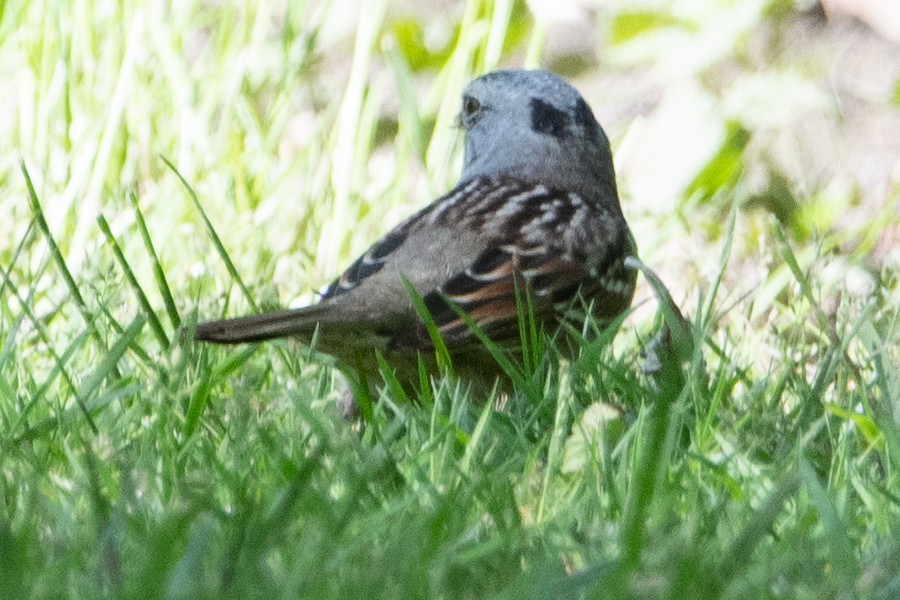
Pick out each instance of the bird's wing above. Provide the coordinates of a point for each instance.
(474, 247)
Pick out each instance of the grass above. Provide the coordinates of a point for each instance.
(172, 163)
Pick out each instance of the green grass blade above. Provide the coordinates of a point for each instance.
(155, 325)
(160, 276)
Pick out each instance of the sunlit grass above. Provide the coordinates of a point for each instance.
(202, 159)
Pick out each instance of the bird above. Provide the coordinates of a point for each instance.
(536, 211)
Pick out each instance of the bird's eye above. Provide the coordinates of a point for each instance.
(470, 107)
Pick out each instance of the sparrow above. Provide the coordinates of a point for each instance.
(535, 211)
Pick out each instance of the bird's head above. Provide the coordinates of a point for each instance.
(534, 126)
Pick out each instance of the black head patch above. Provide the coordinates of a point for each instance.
(549, 120)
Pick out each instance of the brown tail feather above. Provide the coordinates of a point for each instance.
(256, 328)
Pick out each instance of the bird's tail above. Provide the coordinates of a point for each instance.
(256, 328)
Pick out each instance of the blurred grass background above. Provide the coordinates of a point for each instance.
(758, 151)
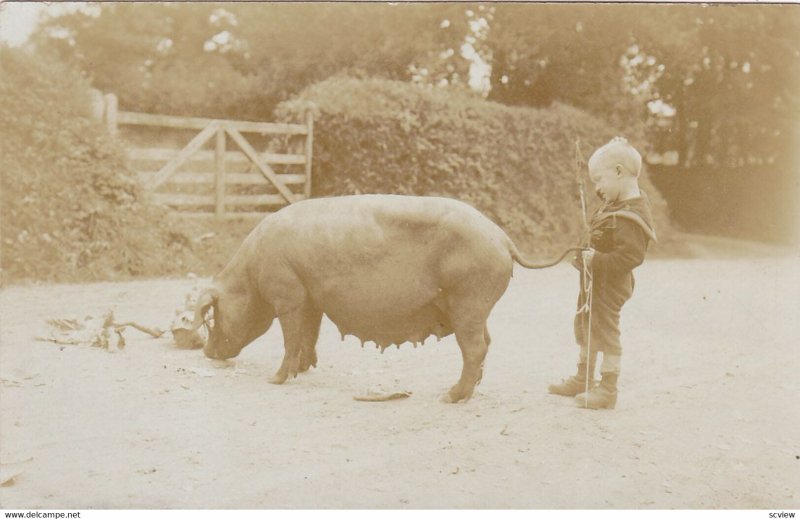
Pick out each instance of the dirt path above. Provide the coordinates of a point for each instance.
(707, 417)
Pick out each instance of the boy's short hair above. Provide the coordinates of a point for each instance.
(621, 153)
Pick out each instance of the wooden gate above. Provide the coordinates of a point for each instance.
(219, 171)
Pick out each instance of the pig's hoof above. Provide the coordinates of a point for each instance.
(455, 395)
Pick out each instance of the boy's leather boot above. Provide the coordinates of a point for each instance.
(604, 396)
(575, 384)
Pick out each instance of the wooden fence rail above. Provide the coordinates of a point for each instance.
(204, 177)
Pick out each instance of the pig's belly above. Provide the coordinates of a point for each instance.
(395, 327)
(387, 311)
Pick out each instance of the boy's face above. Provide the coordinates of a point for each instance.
(607, 178)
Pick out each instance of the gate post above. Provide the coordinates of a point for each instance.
(219, 174)
(309, 146)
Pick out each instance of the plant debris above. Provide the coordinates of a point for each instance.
(99, 332)
(382, 397)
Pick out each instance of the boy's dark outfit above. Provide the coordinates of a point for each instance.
(620, 234)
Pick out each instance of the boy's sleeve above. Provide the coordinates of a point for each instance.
(630, 246)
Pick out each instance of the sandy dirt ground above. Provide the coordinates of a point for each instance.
(708, 413)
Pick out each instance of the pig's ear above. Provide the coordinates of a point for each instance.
(207, 299)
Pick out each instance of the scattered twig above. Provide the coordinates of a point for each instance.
(383, 397)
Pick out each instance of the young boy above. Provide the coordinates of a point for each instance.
(620, 231)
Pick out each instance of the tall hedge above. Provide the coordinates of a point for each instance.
(517, 165)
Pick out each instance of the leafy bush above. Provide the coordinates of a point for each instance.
(517, 165)
(71, 209)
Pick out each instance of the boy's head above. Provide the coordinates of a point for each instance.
(614, 169)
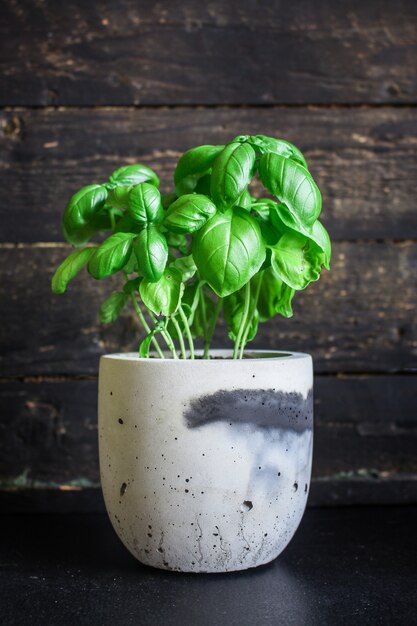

:::

Copy everything from the line containing "Pick out each instance of the boy's face" down to the end of the entries, both ends included. Keep the requests unchanged, multiply every coordinate in the answers by 0.25, round each result to a whole number with halves rounded up, and leave out the pictures.

### RESPONSE TO THIS EXERCISE:
Pick out each instance of the boy's face above. Provide the coordinates of a point for each instance.
(152, 45)
Pick out each instance of the gate post above. Provide the coordinates of a point for each instance.
(55, 44)
(77, 37)
Pick out each instance of the plant debris above. Provide the coordinates of a point for each instance.
(25, 83)
(96, 99)
Pick out each instance of the boy's dark outfit above. Provide the coordinates of a point for each instance.
(155, 59)
Pick out each instance of the boy's sleeve above. Provide the coordinates of a point for each instance.
(158, 62)
Pick out each instance of the sandy dirt ground above. Provide the coordinates of a point for each instance.
(177, 103)
Pick out each instance of the pig's ear above. Provide the coordinates of a point for each instance.
(52, 75)
Pick out each instance of the scattered twig above. Provide the coordinates of a point for each instance.
(96, 99)
Pick out each instance of the young boy above. Provide the coordinates of a point for each instance.
(155, 58)
Pick out each instance of the tall hedge above. Provide the coordinates of a point for each instance.
(129, 41)
Pick out each instance of the leafy bush above. Provide the coordinates of a point for each instance.
(129, 41)
(18, 52)
Pick out each instance of the boy's head above. Provide the coordinates of a point for each instance.
(154, 42)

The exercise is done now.